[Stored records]
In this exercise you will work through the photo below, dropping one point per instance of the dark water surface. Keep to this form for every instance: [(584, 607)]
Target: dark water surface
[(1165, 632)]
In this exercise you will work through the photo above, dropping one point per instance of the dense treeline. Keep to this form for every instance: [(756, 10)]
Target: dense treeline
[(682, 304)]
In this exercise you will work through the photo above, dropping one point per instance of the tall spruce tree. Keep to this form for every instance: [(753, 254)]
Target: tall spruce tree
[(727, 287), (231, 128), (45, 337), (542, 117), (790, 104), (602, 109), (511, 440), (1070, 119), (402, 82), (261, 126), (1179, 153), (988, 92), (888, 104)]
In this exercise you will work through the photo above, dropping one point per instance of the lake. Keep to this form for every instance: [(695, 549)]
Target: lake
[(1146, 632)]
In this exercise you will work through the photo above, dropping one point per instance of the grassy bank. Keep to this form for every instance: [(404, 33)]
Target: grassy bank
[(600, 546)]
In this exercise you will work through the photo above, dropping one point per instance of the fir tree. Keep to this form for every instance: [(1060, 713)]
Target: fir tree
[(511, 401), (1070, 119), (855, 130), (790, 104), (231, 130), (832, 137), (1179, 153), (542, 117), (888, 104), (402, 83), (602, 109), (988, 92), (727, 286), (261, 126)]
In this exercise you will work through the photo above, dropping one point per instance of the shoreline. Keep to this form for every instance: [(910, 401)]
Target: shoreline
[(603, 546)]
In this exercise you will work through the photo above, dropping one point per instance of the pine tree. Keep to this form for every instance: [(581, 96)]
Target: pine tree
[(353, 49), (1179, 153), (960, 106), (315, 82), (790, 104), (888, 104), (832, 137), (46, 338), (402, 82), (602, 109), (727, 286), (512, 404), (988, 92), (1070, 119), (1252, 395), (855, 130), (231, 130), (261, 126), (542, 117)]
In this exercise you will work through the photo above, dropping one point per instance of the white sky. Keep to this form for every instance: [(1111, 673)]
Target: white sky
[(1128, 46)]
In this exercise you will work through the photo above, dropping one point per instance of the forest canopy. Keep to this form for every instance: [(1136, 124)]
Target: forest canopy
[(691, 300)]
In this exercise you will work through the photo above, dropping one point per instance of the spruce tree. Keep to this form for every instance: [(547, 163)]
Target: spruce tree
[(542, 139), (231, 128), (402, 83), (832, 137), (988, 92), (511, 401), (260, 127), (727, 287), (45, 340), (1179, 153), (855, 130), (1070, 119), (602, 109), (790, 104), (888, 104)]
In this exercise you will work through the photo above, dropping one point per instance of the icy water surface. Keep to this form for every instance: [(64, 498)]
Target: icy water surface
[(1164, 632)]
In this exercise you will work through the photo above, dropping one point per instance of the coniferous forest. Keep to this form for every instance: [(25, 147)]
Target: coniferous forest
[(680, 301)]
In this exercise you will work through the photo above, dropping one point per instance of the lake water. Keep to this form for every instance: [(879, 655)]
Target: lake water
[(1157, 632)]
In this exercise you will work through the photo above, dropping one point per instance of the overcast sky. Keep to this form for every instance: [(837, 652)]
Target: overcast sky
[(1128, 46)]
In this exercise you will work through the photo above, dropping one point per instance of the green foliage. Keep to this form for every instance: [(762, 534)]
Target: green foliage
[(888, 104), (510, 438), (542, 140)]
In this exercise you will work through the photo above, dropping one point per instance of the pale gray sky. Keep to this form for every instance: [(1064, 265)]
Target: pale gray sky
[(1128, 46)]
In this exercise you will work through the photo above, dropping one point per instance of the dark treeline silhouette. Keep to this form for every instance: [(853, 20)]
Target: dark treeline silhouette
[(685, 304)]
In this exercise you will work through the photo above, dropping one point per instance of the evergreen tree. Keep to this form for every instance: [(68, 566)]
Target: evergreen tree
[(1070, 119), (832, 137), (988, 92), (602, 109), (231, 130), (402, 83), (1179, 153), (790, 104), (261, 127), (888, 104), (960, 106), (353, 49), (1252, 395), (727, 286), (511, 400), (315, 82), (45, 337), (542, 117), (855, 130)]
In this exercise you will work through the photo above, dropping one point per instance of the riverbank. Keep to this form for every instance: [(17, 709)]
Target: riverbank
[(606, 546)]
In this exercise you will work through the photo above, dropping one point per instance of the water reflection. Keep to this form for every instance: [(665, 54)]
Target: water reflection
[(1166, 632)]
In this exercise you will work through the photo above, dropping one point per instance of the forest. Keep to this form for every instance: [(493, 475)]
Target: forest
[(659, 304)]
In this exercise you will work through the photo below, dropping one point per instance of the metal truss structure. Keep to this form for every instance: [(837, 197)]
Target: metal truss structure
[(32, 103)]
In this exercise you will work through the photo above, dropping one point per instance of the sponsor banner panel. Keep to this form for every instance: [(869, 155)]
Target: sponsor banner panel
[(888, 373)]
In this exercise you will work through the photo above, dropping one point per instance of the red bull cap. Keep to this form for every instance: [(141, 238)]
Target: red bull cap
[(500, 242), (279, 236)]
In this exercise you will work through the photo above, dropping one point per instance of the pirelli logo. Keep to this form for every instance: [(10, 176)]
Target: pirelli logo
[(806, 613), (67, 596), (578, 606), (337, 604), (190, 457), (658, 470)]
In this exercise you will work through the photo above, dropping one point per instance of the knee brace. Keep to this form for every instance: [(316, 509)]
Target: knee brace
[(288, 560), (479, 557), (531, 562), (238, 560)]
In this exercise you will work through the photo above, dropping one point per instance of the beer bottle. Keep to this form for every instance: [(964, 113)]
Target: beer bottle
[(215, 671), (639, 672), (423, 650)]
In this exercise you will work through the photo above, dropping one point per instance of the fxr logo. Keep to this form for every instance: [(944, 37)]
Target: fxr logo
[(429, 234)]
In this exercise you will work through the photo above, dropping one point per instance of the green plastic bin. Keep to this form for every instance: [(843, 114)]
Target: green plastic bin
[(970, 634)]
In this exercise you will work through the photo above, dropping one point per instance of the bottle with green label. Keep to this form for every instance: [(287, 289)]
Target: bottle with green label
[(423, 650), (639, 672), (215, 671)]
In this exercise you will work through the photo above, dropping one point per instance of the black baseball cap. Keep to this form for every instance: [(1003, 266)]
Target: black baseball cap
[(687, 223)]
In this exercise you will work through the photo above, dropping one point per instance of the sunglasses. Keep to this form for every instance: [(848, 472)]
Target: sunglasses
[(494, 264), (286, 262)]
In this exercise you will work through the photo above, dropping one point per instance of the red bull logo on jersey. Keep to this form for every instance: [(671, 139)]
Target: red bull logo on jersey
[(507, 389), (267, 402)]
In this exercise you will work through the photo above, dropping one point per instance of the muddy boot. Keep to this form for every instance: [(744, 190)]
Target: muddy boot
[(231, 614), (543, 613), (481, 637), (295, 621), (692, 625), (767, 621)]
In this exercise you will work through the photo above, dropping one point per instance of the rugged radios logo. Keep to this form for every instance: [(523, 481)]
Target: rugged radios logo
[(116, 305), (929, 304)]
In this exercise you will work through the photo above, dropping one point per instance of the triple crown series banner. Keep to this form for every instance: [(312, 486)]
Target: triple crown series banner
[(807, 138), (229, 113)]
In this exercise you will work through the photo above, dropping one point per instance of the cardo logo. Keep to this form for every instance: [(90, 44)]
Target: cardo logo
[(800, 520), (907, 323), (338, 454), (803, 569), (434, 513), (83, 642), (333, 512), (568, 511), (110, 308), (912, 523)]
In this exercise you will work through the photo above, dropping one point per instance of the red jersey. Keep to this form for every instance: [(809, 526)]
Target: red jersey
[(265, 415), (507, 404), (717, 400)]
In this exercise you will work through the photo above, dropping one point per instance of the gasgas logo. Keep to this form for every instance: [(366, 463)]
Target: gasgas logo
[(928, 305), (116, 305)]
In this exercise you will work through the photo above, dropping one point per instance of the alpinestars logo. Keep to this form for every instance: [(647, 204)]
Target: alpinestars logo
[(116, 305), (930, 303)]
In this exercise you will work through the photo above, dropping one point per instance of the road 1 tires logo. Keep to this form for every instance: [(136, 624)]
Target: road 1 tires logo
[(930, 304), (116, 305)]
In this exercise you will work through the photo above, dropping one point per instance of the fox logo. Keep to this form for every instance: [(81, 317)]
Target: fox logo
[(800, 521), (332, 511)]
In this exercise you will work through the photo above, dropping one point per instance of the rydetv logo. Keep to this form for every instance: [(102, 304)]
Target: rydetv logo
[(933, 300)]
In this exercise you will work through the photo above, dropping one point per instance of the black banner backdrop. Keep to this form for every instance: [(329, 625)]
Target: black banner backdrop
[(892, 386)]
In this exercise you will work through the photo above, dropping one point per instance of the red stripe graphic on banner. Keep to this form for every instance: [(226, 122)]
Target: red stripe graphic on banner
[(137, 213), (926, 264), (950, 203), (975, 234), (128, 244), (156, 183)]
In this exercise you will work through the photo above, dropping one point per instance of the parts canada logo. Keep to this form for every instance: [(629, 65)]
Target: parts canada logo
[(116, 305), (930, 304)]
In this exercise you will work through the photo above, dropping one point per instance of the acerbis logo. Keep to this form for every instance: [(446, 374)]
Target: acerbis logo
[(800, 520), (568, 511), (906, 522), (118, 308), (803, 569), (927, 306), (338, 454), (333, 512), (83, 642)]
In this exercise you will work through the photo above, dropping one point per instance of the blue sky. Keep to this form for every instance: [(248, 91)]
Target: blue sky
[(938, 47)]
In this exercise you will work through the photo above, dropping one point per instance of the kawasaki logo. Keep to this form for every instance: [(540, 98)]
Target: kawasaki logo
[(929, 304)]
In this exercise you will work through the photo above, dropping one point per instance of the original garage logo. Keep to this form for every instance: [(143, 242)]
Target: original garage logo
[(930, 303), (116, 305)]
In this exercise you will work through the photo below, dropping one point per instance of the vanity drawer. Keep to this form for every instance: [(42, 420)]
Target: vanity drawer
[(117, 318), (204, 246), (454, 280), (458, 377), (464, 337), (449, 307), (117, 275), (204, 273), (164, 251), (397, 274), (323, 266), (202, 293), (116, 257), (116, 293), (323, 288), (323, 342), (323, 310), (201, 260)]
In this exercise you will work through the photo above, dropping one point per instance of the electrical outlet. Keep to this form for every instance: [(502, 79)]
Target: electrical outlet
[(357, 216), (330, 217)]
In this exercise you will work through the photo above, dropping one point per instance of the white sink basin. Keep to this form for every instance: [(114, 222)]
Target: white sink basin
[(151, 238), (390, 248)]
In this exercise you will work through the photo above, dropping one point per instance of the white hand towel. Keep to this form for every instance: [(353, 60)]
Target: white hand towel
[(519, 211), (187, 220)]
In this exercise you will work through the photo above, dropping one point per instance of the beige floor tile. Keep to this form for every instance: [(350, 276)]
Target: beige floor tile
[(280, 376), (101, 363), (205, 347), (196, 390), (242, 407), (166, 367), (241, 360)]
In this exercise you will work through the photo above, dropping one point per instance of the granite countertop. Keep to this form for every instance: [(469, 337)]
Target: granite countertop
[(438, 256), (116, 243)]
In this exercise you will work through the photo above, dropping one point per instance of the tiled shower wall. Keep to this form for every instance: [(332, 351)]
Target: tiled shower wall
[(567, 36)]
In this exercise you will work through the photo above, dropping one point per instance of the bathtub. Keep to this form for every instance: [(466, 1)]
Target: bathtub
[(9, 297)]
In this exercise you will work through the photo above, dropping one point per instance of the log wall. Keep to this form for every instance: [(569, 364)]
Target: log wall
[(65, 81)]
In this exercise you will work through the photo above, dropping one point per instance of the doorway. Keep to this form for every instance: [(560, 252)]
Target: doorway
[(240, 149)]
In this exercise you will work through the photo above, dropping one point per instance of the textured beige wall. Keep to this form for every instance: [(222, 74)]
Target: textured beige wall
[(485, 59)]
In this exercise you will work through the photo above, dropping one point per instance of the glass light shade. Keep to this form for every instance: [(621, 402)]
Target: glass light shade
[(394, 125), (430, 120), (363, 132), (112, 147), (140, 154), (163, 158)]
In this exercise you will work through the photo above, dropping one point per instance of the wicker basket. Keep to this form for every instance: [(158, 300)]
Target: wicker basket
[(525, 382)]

## What this task involves:
Above are the records. Copy the lines beginning at the one that has "instance: [(141, 238)]" and ending with the one that has "instance: [(316, 509)]", unchanged.

## Answer box:
In this exercise you will work through the photo above, dropping one point per instance of the red bull cap. Keep to this form for every instance: [(141, 238)]
Target: red bull cap
[(500, 242), (279, 236)]
In this exercise you will work through the photo above, dropping one point per instance of the pirelli logo. Keep to this form for every instance: [(10, 176)]
Target: pirelli logo
[(806, 613), (67, 596), (578, 606), (337, 604), (190, 457), (658, 470)]
In this exercise you will work through the photo above, dropping one point per instance of the knee brace. Keep to this form for every instance: [(316, 509)]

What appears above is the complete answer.